_Data for this exercise_
<<<<
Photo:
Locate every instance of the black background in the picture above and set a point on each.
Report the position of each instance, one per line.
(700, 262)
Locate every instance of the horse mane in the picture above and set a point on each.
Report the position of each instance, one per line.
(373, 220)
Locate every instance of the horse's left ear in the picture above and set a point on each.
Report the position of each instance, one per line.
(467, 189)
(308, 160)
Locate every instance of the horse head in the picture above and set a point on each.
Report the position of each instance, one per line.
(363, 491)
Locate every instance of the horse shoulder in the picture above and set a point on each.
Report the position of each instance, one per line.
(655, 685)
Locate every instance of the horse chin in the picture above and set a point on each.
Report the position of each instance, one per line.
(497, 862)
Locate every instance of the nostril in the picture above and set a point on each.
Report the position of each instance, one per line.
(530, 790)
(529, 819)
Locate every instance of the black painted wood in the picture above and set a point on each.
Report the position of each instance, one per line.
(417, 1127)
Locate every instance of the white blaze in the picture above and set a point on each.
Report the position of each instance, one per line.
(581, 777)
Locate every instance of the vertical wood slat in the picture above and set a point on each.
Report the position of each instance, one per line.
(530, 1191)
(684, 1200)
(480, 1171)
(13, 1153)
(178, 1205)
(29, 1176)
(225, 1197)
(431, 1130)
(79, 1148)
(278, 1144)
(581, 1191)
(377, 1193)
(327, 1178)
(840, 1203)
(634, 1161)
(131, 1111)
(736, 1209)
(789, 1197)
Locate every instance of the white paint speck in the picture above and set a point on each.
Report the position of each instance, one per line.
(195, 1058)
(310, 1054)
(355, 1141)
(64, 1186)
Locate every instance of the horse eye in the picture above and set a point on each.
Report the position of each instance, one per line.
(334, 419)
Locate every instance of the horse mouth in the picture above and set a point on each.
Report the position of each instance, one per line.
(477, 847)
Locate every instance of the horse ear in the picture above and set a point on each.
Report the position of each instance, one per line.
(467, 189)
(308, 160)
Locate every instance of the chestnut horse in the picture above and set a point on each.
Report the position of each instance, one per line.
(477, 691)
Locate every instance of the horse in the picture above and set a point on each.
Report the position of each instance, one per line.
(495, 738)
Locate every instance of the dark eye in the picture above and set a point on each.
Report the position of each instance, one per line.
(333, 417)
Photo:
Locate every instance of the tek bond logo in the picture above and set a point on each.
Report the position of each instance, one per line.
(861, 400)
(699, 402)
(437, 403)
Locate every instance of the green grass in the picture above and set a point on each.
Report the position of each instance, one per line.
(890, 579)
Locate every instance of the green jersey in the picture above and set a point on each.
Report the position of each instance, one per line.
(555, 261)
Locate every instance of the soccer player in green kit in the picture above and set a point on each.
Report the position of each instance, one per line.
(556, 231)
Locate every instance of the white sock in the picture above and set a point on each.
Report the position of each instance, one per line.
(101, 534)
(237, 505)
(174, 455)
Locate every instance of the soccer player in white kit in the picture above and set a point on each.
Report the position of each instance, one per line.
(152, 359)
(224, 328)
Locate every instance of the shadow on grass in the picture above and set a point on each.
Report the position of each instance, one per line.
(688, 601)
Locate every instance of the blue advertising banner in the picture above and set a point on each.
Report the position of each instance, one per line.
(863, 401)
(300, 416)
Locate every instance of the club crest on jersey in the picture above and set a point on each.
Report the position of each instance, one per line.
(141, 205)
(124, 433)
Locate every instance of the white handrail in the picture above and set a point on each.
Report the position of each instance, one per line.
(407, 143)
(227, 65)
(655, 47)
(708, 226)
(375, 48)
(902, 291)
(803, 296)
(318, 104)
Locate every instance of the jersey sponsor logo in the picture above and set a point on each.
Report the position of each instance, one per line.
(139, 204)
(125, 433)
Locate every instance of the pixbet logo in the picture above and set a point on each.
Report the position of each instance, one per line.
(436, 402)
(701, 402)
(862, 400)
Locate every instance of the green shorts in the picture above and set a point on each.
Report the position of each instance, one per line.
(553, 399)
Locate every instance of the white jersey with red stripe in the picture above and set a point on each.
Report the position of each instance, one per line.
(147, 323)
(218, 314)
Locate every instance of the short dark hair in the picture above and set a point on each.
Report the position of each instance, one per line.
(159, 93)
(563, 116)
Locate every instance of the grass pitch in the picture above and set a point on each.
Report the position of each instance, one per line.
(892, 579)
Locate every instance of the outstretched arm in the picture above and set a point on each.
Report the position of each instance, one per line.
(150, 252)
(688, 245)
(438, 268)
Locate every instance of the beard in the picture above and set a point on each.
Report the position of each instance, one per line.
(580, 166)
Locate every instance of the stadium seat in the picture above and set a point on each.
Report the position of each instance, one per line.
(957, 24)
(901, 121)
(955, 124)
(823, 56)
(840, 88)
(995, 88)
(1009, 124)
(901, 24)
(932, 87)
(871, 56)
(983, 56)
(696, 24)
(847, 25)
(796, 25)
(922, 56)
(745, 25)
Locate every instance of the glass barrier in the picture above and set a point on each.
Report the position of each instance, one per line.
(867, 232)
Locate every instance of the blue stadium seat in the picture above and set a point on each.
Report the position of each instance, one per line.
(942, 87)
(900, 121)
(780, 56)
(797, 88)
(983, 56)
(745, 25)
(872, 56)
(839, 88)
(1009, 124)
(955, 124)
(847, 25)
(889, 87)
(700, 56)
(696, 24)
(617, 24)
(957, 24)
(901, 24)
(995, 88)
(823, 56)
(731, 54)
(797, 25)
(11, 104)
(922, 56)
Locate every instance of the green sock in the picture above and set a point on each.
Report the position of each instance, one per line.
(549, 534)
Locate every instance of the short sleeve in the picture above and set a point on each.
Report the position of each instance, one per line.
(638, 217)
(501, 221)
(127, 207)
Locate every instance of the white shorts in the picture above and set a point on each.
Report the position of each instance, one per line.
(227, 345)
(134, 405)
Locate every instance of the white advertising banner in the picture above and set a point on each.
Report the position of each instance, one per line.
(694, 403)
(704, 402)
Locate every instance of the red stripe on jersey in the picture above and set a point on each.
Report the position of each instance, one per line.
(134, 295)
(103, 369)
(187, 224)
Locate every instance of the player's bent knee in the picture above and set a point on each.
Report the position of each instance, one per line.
>>>>
_About this task_
Could you please retype the lines from the start of the data through the line with "Locate every instance of the black painted", both included, and nothing else?

_Output below_
Photo:
Locate every instance of the black background in the picture above and set a point on each.
Report the position of each instance, one per line.
(700, 262)
Locate every instance of the horse mane in the picture above and set a point on each.
Report the position of each instance, one per line.
(373, 220)
Locate every instance of the horse's left ear in the picture above and set a point on each.
Report the position of each instance, one per line.
(467, 189)
(308, 160)
Locate every instance of the horse head in the picture above and set a point on each.
Report the position of each instance, one per line.
(363, 491)
Locate every instance of the horse shoulder in the picture above and set a point on each.
Report the position of each instance, one per line.
(655, 685)
Locate every instance of the horse chin in the picture above and set a point on each.
Report the position of each instance, one per line.
(497, 862)
Locate every instance of the nostril in the picture above and set a point on each.
Report the position of each instance, one per line.
(530, 790)
(529, 819)
Locate every instance of the black painted wood in the picture above and set a point on each.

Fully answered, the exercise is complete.